What to do -> Starting at the line that contains "pixel 274 164" and stopping at the line that contains "pixel 65 177", restate each line of the records below exactly. Omit the pictures.
START Extracted records
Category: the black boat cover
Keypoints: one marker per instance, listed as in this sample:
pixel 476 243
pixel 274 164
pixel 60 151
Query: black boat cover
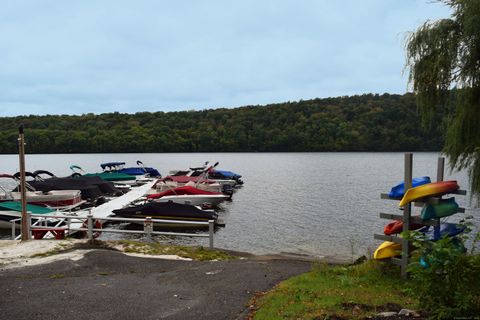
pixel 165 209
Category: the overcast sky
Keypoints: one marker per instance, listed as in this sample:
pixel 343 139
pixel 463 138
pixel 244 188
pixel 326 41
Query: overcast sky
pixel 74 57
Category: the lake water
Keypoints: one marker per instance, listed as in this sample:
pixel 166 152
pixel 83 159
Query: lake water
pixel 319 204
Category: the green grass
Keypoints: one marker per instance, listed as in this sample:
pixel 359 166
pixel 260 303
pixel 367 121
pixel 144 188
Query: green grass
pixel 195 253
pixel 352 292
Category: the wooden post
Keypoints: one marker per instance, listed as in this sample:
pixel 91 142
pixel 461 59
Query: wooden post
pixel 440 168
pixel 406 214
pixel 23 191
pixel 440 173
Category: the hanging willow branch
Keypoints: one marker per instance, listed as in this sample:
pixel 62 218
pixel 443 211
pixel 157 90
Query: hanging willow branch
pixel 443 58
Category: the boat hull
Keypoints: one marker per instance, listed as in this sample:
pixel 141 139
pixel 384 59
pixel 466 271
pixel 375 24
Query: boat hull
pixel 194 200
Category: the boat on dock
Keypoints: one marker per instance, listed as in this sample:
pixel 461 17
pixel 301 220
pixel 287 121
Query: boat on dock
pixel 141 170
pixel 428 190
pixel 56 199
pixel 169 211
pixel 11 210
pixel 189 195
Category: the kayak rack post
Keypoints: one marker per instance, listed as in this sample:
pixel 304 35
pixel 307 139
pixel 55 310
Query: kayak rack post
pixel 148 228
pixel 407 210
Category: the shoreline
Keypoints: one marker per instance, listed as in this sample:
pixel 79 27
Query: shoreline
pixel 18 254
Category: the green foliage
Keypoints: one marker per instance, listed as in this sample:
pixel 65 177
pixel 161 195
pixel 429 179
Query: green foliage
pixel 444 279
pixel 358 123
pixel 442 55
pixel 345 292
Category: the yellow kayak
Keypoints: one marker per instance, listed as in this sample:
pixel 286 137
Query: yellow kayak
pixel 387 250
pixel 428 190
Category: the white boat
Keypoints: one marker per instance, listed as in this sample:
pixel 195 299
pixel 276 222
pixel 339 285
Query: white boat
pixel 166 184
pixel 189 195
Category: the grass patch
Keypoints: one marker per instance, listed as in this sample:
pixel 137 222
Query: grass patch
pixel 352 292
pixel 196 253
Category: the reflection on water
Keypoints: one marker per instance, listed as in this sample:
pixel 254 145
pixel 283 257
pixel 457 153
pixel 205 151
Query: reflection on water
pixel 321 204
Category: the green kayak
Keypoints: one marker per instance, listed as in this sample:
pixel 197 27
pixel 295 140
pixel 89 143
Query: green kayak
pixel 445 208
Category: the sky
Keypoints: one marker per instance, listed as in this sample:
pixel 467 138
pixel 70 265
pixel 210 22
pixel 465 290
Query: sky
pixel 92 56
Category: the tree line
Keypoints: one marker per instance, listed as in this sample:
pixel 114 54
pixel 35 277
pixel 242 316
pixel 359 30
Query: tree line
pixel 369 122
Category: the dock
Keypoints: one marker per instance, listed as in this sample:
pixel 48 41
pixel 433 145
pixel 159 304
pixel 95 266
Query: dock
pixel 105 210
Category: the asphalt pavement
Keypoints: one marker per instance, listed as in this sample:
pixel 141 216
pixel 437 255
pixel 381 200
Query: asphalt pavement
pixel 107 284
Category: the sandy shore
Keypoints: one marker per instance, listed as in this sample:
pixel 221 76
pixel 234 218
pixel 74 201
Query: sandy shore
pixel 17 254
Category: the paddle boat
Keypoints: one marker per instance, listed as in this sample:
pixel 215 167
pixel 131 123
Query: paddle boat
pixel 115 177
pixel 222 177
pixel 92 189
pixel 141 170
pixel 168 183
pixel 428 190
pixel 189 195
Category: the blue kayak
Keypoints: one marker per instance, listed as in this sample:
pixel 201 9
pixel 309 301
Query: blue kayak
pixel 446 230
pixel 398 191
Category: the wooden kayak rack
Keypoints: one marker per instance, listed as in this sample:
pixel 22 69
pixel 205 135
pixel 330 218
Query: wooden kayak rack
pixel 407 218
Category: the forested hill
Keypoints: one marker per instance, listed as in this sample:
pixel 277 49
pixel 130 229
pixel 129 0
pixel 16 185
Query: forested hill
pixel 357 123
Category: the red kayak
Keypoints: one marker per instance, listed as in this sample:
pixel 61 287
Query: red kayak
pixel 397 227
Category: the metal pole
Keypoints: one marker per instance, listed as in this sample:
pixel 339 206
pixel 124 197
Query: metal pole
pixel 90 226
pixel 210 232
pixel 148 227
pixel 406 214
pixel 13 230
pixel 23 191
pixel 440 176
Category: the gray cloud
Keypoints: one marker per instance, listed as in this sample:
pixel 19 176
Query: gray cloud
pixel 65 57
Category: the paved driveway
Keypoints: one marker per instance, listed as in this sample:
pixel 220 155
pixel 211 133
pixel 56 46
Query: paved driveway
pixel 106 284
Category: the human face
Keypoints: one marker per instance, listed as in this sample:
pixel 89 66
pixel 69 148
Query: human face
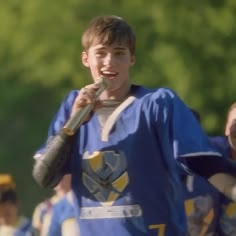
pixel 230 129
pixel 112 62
END Extracted records
START Extracted records
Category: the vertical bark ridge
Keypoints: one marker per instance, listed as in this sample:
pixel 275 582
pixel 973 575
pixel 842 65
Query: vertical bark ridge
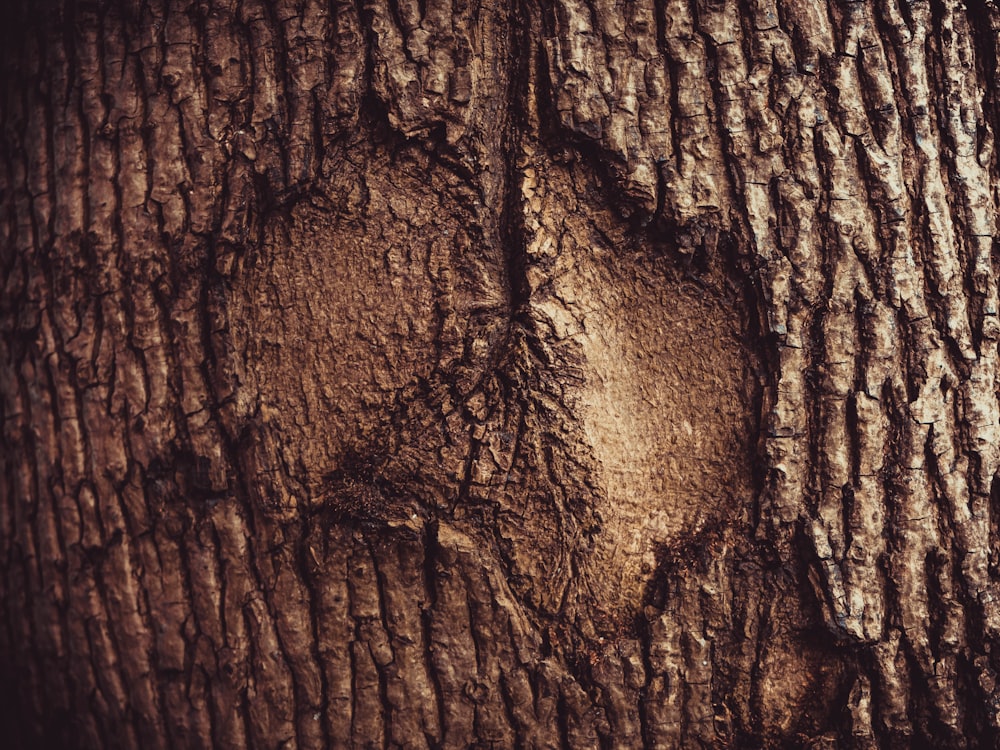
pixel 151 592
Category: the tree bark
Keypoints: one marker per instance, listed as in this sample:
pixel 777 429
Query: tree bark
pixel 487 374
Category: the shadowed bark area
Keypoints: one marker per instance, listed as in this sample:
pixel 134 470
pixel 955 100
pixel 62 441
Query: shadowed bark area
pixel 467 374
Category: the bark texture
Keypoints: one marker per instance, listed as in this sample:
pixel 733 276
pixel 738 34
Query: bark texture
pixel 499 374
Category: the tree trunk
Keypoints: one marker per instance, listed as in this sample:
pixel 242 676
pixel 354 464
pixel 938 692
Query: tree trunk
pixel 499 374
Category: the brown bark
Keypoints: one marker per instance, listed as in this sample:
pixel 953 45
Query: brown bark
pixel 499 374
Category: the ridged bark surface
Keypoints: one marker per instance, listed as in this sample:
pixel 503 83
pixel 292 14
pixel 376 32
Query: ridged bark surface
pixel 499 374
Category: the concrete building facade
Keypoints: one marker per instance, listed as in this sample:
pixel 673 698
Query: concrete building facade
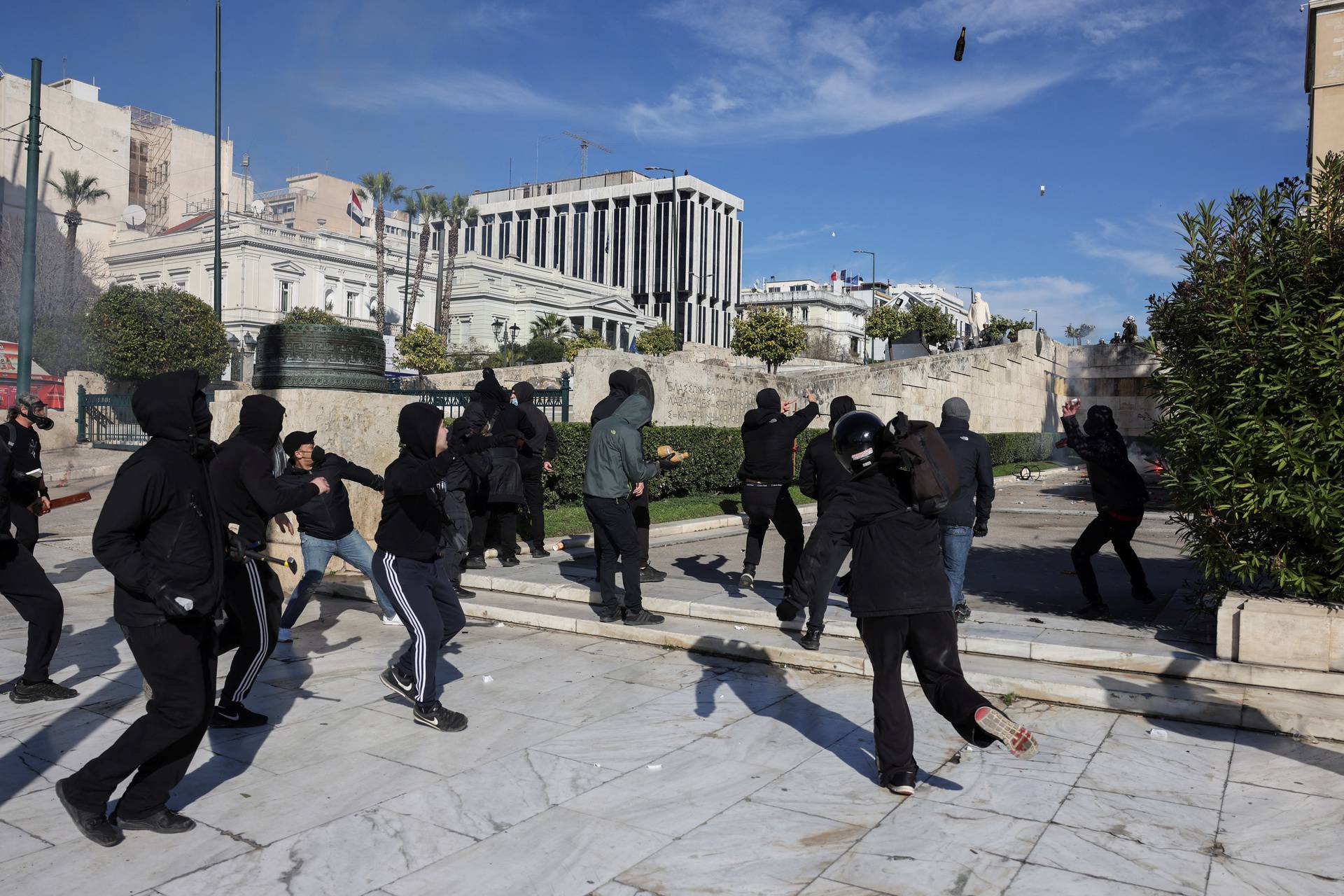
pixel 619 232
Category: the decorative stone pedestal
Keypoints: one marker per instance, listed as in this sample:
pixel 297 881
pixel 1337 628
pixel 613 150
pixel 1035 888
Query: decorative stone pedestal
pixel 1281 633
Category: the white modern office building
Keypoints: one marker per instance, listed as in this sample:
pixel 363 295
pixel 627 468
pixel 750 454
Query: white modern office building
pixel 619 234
END Extracted records
Response ->
pixel 274 164
pixel 60 151
Query: black boat cover
pixel 165 209
Category: the overcast sky
Keypoints: one marker per instance, listed as in this sample:
pixel 343 139
pixel 463 138
pixel 244 188
pixel 326 41
Query: overcast sky
pixel 74 57
Category: the lake water
Keypoints: one marker per instance, listed as in this sample:
pixel 166 152
pixel 83 159
Query: lake water
pixel 319 204
Category: the green grass
Keypoints: one marker per instance, listed as in this sample:
pixel 359 166
pixel 260 303
pixel 367 121
pixel 144 188
Query: green grass
pixel 195 253
pixel 352 292
Category: the wooden post
Keypoints: one marker per instance, listed as in this sample:
pixel 91 142
pixel 461 59
Query: wooden post
pixel 440 168
pixel 406 214
pixel 23 191
pixel 440 173
Category: the hanging willow branch
Keypoints: one marker per instance, listed as in this sample:
pixel 62 218
pixel 443 211
pixel 157 90
Query: hanging willow branch
pixel 443 58
Category: the boat hull
Keypoints: one marker per instance, listed as in this sample:
pixel 141 139
pixel 384 59
pixel 466 271
pixel 375 24
Query: boat hull
pixel 194 200
Category: the boat on dock
Keypoints: one marker per instance, listed as in this sample:
pixel 461 17
pixel 301 220
pixel 287 121
Query: boat on dock
pixel 141 170
pixel 428 190
pixel 56 199
pixel 169 211
pixel 11 210
pixel 189 195
Category: the kayak rack post
Keypoints: one marker per instance, listed as in this sample:
pixel 304 35
pixel 307 139
pixel 55 310
Query: kayak rack post
pixel 148 228
pixel 407 210
Category: the shoreline
Keypoints: one marker per instance, listed as in this sample:
pixel 79 27
Query: shoreline
pixel 18 254
Category: the green foliage
Keypoints: one marker per instance, listed as in this sample:
pixel 65 177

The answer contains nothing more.